WORK ORDER
Print the range of lines that opens with the line containing "Practice. Point at the woven" and closes with the last line of the listing. Include both ends; print nothing more.

WORKING DATA
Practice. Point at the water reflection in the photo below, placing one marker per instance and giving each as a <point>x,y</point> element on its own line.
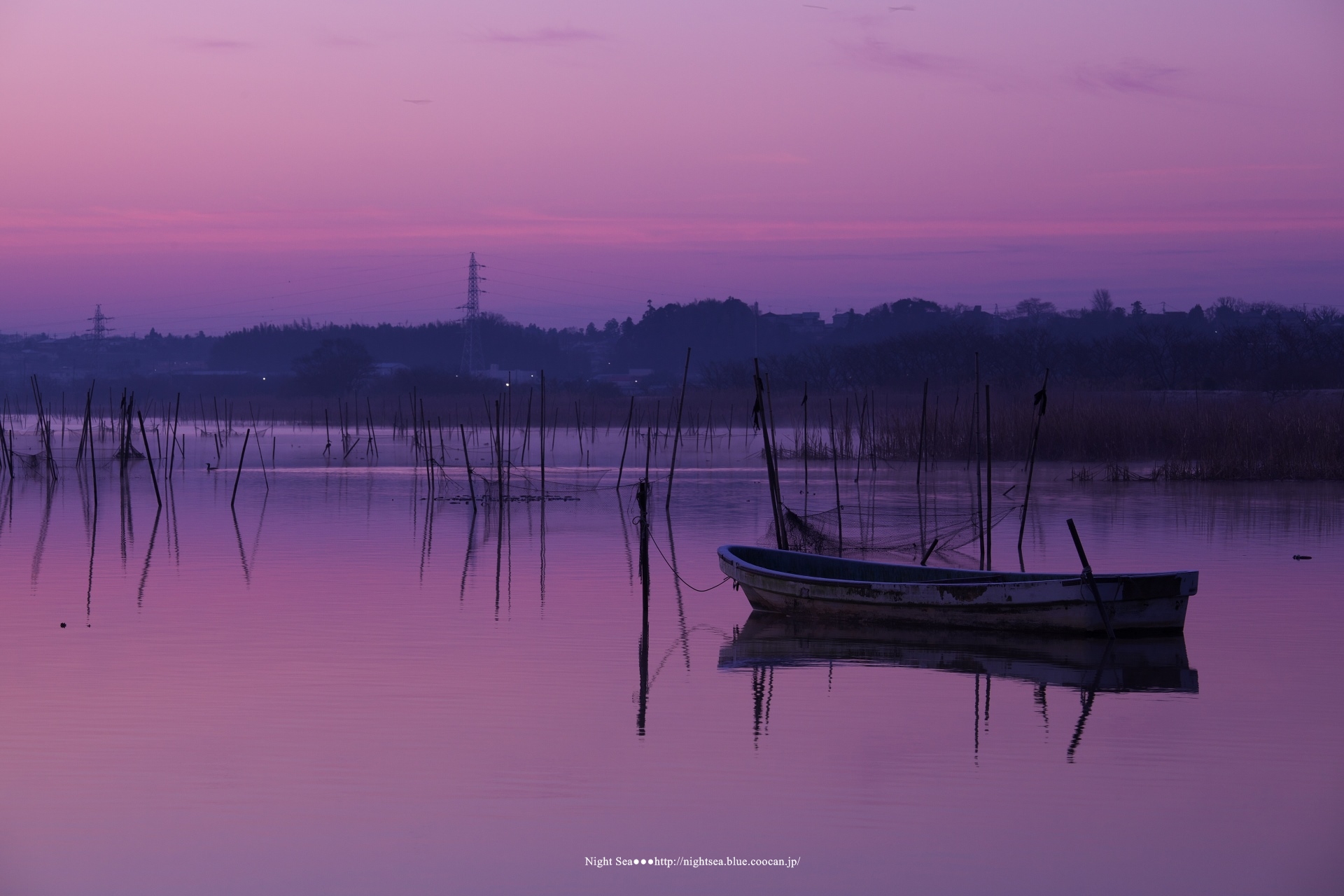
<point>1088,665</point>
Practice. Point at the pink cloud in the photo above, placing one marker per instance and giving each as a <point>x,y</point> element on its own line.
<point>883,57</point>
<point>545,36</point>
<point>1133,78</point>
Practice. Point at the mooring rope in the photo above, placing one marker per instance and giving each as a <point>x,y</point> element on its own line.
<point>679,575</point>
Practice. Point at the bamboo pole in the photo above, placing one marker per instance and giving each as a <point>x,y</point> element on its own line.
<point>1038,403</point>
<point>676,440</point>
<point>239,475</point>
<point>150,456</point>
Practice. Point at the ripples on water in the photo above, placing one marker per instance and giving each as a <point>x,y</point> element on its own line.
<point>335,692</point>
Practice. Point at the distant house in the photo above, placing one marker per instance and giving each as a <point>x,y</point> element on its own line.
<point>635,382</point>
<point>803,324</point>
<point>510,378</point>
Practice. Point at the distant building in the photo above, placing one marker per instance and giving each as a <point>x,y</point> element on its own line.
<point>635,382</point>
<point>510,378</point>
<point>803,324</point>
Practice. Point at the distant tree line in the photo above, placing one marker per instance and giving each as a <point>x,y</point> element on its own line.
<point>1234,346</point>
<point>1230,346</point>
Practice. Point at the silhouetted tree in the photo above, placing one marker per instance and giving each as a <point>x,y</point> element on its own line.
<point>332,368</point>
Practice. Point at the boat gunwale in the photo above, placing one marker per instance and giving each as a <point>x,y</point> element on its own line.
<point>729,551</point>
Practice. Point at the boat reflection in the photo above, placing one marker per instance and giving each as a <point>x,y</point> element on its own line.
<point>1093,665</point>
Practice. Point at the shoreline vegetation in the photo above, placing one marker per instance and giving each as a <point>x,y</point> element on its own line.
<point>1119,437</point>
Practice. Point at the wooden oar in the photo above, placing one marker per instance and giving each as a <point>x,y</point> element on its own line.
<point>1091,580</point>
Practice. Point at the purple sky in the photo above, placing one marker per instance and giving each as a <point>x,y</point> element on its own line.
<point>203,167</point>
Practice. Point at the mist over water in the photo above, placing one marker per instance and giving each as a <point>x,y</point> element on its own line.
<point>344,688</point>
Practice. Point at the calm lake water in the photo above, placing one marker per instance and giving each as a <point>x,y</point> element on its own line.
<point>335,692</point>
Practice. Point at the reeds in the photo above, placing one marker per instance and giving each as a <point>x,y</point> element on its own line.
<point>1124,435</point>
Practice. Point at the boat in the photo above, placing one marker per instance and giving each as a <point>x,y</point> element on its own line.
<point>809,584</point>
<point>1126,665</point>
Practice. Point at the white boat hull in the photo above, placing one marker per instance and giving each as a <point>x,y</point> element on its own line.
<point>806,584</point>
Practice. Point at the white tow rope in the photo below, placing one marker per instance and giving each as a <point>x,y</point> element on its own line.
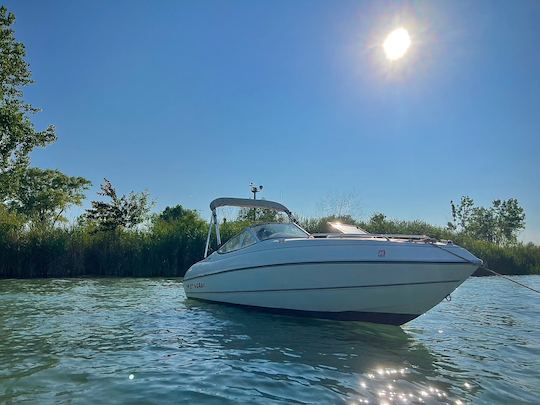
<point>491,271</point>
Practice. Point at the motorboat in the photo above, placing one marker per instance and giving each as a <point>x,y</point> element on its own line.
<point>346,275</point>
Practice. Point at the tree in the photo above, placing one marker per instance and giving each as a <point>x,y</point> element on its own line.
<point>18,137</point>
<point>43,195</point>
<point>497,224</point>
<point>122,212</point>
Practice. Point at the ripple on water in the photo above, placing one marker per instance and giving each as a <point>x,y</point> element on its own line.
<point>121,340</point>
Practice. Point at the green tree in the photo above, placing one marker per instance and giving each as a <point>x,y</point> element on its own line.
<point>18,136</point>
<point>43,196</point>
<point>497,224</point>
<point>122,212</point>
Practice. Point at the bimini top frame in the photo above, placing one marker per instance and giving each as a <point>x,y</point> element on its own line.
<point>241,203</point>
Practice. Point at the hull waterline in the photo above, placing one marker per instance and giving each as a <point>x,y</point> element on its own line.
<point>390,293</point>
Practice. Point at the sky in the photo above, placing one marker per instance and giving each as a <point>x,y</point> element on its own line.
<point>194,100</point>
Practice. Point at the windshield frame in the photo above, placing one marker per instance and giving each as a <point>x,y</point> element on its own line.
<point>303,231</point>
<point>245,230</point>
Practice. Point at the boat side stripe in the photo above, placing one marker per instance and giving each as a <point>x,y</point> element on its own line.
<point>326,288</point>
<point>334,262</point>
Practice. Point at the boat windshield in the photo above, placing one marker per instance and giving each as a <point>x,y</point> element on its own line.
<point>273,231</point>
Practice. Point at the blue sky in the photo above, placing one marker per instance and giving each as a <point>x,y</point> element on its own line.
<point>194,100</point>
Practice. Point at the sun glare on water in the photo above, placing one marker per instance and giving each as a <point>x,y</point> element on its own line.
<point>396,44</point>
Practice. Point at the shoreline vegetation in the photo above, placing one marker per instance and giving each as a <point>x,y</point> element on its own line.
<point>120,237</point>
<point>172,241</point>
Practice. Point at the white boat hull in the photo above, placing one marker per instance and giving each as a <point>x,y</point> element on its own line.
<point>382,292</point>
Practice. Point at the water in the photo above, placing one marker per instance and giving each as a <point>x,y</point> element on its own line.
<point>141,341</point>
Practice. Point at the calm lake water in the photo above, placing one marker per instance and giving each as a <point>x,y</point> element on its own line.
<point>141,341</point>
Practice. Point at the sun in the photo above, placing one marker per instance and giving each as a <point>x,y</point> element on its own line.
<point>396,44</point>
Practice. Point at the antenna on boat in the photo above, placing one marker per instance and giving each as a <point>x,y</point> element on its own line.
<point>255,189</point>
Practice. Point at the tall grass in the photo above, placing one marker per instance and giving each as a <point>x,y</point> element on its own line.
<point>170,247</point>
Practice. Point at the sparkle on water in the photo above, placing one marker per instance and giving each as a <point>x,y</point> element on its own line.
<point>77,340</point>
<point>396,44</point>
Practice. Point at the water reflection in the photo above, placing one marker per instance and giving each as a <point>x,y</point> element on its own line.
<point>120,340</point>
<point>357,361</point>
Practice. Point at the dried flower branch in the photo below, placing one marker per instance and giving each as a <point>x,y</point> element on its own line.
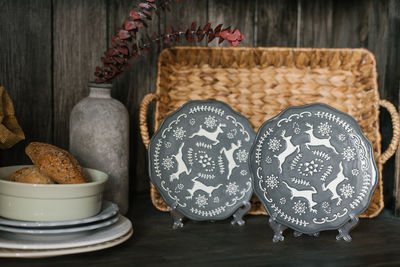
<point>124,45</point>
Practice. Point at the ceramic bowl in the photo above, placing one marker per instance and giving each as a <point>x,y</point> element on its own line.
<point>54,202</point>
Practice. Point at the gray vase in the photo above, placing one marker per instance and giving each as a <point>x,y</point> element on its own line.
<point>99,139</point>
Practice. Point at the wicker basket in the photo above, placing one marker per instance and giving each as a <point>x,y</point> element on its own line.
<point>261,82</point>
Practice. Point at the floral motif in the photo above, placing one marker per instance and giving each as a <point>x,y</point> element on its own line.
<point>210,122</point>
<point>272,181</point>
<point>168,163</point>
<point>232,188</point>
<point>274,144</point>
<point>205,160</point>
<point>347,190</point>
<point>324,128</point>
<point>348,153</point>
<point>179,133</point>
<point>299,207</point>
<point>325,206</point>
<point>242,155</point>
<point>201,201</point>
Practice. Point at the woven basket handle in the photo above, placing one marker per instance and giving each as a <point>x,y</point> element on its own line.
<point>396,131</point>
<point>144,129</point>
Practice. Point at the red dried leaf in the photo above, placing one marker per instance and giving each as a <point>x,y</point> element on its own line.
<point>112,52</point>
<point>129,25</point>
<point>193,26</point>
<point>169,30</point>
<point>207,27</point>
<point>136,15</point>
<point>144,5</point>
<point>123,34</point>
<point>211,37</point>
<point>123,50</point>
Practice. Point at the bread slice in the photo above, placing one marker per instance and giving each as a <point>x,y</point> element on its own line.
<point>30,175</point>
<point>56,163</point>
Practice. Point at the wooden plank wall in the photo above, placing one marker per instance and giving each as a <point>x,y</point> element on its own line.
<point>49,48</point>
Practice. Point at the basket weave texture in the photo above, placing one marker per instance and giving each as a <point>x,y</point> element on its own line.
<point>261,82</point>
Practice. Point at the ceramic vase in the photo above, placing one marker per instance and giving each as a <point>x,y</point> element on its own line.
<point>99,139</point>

REPLY TO THE EXERCISE
Practice. Point at the woven basket handle in the photo above, placing one marker per instance and giving each as a <point>x,y</point> element on its own line.
<point>396,131</point>
<point>144,129</point>
Practice. Point at the red dried leaf in the photo above, placing one marker per instance and giving each as a <point>x,y</point> element on its own line.
<point>112,52</point>
<point>129,25</point>
<point>193,26</point>
<point>169,30</point>
<point>207,27</point>
<point>136,15</point>
<point>144,5</point>
<point>123,34</point>
<point>211,37</point>
<point>123,50</point>
Practice. Point at the bread slice in the photo above, placing one marker per instance and giving each as a <point>x,y</point> element on its own line.
<point>30,175</point>
<point>56,163</point>
Practice. Point at the wooden plank wall in the photo above, placing one marker per instance and giving each as a <point>x,y</point> element on its own line.
<point>49,48</point>
Practice. Point at the basket weave texture in the photo above, placing one marker per instance and giving each as a <point>x,y</point> element on its own line.
<point>261,82</point>
Practice. Point at the ceramic vase in the photo above, placing one marker per instance and giving each as a <point>x,y</point> element on its own line.
<point>99,139</point>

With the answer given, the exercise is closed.